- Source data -
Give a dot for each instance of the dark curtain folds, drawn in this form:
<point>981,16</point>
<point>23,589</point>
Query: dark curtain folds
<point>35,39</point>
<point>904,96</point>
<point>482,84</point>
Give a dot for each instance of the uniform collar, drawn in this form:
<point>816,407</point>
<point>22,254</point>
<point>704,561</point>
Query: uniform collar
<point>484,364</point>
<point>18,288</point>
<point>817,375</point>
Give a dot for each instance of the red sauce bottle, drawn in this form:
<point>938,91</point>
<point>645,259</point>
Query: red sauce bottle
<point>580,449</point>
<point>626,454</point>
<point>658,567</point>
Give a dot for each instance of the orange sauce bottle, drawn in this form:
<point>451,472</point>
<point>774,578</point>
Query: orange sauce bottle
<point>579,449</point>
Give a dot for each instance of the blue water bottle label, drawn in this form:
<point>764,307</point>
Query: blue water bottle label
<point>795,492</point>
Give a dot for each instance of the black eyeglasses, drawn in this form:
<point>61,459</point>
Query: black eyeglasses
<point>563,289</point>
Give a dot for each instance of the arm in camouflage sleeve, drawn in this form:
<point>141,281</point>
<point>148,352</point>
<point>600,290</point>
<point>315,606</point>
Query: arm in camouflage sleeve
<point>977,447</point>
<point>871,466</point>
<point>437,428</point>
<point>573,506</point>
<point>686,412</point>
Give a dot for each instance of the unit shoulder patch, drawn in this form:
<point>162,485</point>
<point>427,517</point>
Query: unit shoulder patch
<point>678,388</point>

- ABOUT THIS TASK -
Return all lines from the entries that contain the string "Give".

- PROBLEM SOLUTION -
Give a dot for each instance of the dark curtain folds, drawn in this form:
Give a dot for each instance of the uniform collar, drawn in this form:
Give a dot for each instance of the red sauce bottle, drawn in this form:
Give a dot for each instance of the orange sauce bottle, drawn in this form:
Give a dot for each instance of the blue water bottle label, drawn in this form:
Give a dot for each instance of the black eyeglasses, drawn in this form:
Give a dot for each instance of the arm in camouflage sleeve, drawn in this form:
Give a dot for each instance of the unit shoulder patch, drawn in this form:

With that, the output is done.